> _PASSAGE FOR REVIEW_

BEGIN

= Earned media =

Content relating to a person or organization

Earned media (or free media) is content relating to a person or organization, which is published by a third party without any form of payment to the publisher. It includes articles by media outlets, interviews with the person or representatives of the organization, or bylined editorials in trade press and other publications. The phrase "earned media" serves as a contrast to the concept of "paid media". It may also include social media sharing, unpaid mentions by podcast hosts and guests, or word-of-mouth marketing.

Earned media excludes advertising (paid media) and company branding (owned media).

==Background==
Marketing communication can be summarized as falling into four categories, (paid, earned, social [or shared], and owned) media. This categorization is sometimes referred to as the PESO model.

- Paid media is a traditional approach to promotion, and usually takes the form of advertising or advertorials (paid opinion pieces). Paid media also includes marketing activities like sponsored posts and paying to have links posted in a Chumbox.
- Earned media is not paid for, but is published voluntarily by third parties (e.g., an article in a daily newspaper). This includes traditional publicity activities such as media relations or publicity (e.g., sending press releases to newspapers and magazines, in hopes that they will voluntarily publish an independent article about the organization or product) and investor relations (e.g., providing information of interest to investors or a business journal).
- Social, or shared, media refers to customers and other members of the public sharing content on social media platforms (e.g., someone recommending a product to a friend on Facebook), as well as social media content produced by the company.

END

> _EXTRACTED INFORMATION_
BEGIN

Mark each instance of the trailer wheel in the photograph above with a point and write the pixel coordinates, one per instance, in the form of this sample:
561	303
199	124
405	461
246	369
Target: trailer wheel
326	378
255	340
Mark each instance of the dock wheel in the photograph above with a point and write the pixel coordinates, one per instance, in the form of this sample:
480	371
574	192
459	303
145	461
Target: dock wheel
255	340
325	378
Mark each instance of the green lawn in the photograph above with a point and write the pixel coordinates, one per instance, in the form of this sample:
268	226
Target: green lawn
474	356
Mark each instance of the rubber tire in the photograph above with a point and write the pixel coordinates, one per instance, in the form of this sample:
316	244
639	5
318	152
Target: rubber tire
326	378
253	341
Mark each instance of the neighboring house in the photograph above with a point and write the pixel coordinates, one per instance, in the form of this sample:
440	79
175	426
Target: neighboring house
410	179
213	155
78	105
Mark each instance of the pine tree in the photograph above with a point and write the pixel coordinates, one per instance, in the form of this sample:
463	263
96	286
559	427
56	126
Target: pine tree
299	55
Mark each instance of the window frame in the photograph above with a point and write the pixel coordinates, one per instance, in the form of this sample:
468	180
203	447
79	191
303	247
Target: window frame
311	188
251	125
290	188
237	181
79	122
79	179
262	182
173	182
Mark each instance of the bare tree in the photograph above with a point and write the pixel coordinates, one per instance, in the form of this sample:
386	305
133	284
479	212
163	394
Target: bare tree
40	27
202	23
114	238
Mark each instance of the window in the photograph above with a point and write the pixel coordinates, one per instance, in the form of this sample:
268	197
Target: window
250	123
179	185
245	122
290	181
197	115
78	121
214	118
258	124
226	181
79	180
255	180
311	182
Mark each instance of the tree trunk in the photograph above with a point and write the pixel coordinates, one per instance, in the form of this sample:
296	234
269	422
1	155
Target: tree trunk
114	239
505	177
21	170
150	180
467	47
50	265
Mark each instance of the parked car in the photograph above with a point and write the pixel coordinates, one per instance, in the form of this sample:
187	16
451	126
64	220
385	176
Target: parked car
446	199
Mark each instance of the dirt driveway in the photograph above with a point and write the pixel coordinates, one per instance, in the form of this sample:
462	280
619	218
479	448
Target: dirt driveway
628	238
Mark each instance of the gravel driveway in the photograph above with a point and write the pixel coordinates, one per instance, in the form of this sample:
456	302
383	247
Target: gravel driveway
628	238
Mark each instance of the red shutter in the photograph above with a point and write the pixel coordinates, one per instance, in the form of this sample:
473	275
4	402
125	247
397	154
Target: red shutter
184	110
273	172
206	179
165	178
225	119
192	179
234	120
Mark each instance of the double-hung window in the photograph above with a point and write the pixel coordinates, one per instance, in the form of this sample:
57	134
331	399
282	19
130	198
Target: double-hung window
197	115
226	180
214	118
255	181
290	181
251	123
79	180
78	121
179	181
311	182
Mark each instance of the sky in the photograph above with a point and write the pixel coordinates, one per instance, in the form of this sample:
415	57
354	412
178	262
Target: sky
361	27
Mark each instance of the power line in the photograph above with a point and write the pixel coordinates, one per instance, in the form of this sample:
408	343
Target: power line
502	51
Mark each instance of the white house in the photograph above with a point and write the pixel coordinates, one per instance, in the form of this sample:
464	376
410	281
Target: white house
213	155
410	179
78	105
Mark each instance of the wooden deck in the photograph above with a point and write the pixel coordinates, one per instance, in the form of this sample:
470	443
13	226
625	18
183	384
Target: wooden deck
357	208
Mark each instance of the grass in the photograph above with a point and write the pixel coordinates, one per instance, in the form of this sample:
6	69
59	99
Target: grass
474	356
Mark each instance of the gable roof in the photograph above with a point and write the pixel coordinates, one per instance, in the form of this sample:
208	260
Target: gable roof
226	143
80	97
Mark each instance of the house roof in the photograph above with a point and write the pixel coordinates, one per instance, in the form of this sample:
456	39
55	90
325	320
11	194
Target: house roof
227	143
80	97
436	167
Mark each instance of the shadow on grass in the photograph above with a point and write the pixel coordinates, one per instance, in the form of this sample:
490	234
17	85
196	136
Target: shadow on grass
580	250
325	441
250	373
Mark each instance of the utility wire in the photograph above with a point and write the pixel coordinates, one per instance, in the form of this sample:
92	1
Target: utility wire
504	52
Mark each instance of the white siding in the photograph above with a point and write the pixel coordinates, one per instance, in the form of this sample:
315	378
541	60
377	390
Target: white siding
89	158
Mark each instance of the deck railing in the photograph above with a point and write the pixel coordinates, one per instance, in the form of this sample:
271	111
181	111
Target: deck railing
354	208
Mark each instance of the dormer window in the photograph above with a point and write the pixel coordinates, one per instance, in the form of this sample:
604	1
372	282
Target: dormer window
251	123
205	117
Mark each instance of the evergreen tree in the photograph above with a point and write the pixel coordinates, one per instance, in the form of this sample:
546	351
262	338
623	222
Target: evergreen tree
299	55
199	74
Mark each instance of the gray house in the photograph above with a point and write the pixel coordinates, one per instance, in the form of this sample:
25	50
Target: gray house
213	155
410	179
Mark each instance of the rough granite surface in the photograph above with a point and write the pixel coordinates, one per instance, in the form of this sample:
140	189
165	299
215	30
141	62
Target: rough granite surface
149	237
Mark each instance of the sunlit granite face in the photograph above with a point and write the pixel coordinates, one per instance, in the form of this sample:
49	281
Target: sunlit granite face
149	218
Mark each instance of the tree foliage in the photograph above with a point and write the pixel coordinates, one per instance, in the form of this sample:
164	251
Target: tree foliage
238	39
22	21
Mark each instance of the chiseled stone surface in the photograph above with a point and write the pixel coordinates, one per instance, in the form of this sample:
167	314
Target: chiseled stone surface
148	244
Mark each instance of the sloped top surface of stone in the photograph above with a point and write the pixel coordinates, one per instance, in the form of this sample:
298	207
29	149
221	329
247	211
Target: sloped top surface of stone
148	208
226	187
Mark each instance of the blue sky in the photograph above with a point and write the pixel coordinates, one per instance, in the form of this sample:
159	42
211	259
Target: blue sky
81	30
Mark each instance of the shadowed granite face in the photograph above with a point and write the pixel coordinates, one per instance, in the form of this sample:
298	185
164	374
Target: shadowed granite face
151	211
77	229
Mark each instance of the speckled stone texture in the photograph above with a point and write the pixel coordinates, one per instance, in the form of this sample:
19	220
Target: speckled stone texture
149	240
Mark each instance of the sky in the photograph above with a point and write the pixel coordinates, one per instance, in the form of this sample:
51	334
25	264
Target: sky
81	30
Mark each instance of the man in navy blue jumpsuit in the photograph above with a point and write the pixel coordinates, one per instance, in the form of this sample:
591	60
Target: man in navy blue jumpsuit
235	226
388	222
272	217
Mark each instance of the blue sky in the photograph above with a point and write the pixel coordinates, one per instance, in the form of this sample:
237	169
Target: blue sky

END

> _EXERCISE PROMPT_
In the text on earned media, what name is sometimes given to the categorization of marketing communication into paid, earned, social, and owned media?

> _TASK SOLUTION_
The PESO model.